Write the records out again, unchanged.

Start of Supplied records

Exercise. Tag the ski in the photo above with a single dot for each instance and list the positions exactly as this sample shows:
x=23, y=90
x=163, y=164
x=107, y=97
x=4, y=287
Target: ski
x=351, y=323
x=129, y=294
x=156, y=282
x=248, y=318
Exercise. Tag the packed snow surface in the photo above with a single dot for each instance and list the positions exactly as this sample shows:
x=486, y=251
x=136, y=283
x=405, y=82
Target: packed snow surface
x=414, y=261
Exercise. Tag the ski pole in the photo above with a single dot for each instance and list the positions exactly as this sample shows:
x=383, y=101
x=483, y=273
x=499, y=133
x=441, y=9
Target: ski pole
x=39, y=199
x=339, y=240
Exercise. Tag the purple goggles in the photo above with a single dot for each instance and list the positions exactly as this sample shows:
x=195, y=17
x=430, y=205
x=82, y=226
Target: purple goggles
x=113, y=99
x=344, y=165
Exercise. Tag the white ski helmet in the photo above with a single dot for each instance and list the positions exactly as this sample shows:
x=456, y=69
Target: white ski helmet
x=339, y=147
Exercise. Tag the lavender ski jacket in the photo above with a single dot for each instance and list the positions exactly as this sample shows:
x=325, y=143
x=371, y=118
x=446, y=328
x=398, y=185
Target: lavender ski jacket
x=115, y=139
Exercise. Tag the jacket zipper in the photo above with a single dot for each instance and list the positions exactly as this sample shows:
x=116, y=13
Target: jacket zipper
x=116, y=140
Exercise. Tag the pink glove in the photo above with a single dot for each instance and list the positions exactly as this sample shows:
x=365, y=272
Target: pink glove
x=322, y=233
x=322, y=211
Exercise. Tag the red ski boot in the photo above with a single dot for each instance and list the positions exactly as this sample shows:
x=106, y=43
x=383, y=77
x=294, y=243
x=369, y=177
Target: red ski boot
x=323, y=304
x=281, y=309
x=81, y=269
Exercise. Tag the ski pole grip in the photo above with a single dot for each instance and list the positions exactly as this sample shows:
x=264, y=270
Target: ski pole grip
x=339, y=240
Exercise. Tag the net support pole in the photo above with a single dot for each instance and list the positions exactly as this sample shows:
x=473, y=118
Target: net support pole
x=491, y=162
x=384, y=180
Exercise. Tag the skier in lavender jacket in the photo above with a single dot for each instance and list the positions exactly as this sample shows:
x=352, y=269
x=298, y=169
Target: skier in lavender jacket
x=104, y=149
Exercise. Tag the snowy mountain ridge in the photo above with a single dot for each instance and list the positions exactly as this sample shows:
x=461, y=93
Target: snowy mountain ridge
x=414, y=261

End of Supplied records

Reply —
Exercise. Tag the ski in the photo above with a single dot for each instance and list the positions exactly as this sample shows:
x=23, y=90
x=163, y=164
x=107, y=97
x=4, y=287
Target: ski
x=351, y=323
x=129, y=294
x=156, y=282
x=248, y=318
Exercise. Tag the packed snow surface in the photo above with a single dot for each instance and list the positions exactly as this sample shows:
x=486, y=251
x=136, y=283
x=405, y=82
Target: packed snow surface
x=414, y=261
Exercise. Tag the ski pole in the photo above with a single dot for each instance and list the positions exactly as this sample shows:
x=383, y=101
x=483, y=273
x=499, y=133
x=441, y=9
Target: ski pole
x=39, y=199
x=339, y=240
Exercise. Tag the purple goggles in the photo above with a single dot for each instance and list the positions exactly as this sample shows:
x=195, y=17
x=430, y=205
x=82, y=226
Target: purple goggles
x=113, y=99
x=344, y=165
Exercise. Tag the white ski helmet in the photo above with a single dot for each instance and list the positions exactly as this sample shows:
x=456, y=69
Target: white ski helmet
x=339, y=147
Exercise. Tag the lavender ski jacket in the photo above with a single dot for each instance and list the positions exactly as this sample shows:
x=325, y=143
x=371, y=118
x=446, y=328
x=398, y=185
Target: lavender ski jacket
x=115, y=139
Exercise. Tag the jacket zipper in the photo above with a single dot for each instance and list the positions exactly as this sample shows:
x=116, y=13
Target: jacket zipper
x=116, y=140
Exercise. Tag the pink glove in the photo above with a single dot for each instance and list the positions exactly as this sample shows:
x=365, y=272
Target: pink glove
x=322, y=233
x=322, y=211
Exercise. Tag the red ski boot in the photo above with a single dot for each instance and list the positions exactly as this sample shows:
x=106, y=43
x=383, y=77
x=294, y=243
x=369, y=177
Target: red ski boot
x=323, y=304
x=281, y=309
x=81, y=269
Exercise. Tag the ski pole grip in the photo above with a single dot for each instance and list the positions exactly as this sample shows:
x=264, y=270
Target: ski pole grip
x=339, y=240
Exercise. Tag the net support pole in the photo above with a single dot for each instance and list the positions exactly as this sample shows:
x=473, y=118
Target: net support pole
x=491, y=162
x=384, y=180
Exercise. Tag the skier in lavender jacket in the photo above with a single dot for each instance and list the positions exactly as this sample shows:
x=352, y=269
x=298, y=169
Target: skier in lavender jacket
x=104, y=149
Exercise. Tag the snowy mountain ridge in the photo above with a single dot for each instance and list the positions exactly as this sample shows:
x=461, y=93
Target: snowy mountain ridge
x=414, y=261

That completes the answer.